Dataset entries about object locations

* * *

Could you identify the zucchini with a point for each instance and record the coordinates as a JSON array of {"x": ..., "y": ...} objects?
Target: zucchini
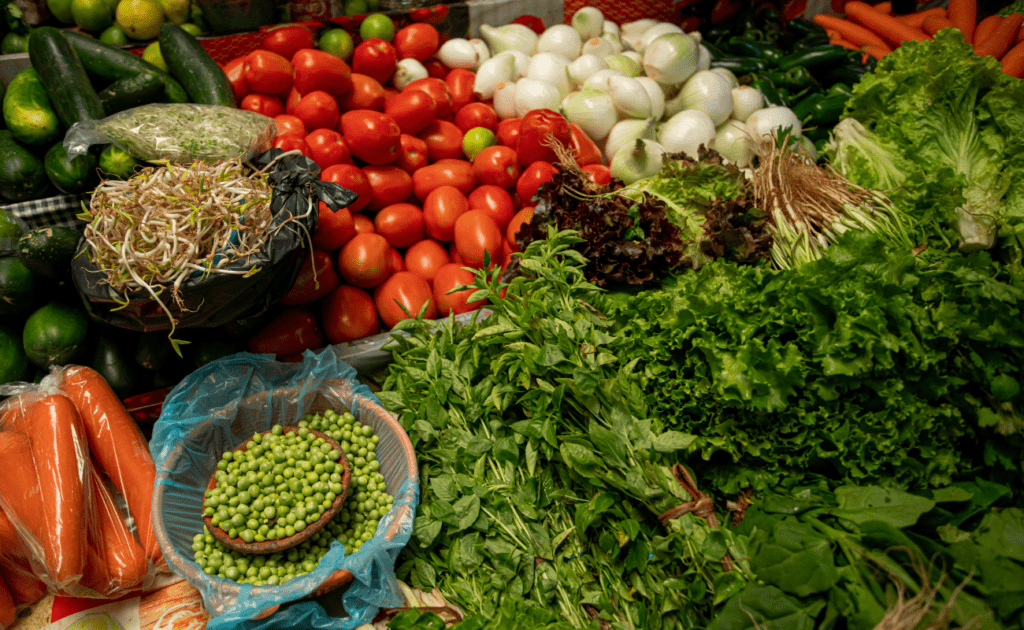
[
  {"x": 114, "y": 64},
  {"x": 193, "y": 66},
  {"x": 143, "y": 88},
  {"x": 64, "y": 77}
]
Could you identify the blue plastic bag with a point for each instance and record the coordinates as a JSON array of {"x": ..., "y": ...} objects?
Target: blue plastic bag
[{"x": 217, "y": 408}]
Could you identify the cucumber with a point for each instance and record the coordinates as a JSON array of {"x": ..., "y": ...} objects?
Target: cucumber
[
  {"x": 28, "y": 112},
  {"x": 114, "y": 64},
  {"x": 22, "y": 174},
  {"x": 143, "y": 88},
  {"x": 64, "y": 77},
  {"x": 193, "y": 66}
]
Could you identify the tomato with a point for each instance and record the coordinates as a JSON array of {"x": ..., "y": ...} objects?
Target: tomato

* * *

Reproduce the entries from the line containing "Could you identify the cucumber" through the final entry, changing "tomato" to "eggplant" and leaving everything else intact.

Could you identify the cucumber with a point for each instance and record the coordinates as a JSON array of {"x": ..., "y": ...} objects?
Target: cucumber
[
  {"x": 28, "y": 112},
  {"x": 114, "y": 64},
  {"x": 22, "y": 174},
  {"x": 143, "y": 88},
  {"x": 64, "y": 77},
  {"x": 193, "y": 66}
]
Could you identify the eggplant with a point for each instance and record the coordinates as a JSON array of {"x": ..., "y": ...} objects?
Target: eggplant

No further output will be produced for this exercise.